● **Input rows**:
• • • • • • •
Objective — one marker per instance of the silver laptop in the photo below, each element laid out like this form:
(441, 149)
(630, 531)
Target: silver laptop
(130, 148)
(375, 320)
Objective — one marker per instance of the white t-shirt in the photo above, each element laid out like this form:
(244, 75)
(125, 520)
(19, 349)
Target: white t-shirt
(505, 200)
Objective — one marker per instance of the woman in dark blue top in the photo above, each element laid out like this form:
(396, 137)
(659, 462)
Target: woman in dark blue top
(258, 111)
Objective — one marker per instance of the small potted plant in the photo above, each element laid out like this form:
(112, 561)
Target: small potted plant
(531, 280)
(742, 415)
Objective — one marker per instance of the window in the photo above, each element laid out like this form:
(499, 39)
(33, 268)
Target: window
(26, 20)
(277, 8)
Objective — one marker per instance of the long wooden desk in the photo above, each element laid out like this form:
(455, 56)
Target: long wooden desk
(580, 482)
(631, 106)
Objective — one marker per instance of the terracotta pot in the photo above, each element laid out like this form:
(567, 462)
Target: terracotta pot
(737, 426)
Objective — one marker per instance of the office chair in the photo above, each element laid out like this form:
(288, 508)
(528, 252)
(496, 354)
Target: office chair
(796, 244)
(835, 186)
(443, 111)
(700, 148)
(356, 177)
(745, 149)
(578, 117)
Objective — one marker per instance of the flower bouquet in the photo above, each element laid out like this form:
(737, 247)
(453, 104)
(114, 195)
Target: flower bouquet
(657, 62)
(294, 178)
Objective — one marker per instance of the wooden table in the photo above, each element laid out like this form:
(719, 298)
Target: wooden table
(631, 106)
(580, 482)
• • • • • • •
● **Given exercise**:
Give the lines exactly as they stand, from the line with "Objective — one marker per instance of the window" through the end of the material.

● **Solution**:
Objective — one marker per instance of the window in the photo above, each element laid out like this form:
(499, 39)
(33, 268)
Target: window
(26, 20)
(277, 8)
Objective — one marker per instance of the long wooden desk in the photo above, each element laid out like this form:
(455, 56)
Target: long wooden desk
(580, 482)
(631, 106)
Objective — one marker per instance of the terracotta pot in the photo above, each element laid out like this form:
(567, 462)
Target: terracotta pot
(737, 426)
Objective — one marker per instance of the office chair in the photo above, each element laid out like this form:
(288, 508)
(528, 252)
(496, 354)
Target: office chair
(796, 244)
(835, 186)
(443, 111)
(700, 148)
(356, 177)
(745, 149)
(578, 117)
Objective — one marker per instance of the flower bouquet in the photo above, each element laid out like this form:
(737, 247)
(453, 104)
(114, 195)
Target: flower bouquet
(657, 62)
(294, 178)
Objective — one marker per instance of the wooden table in the photo above, each element laid out like this form:
(719, 298)
Target: wooden table
(631, 106)
(580, 482)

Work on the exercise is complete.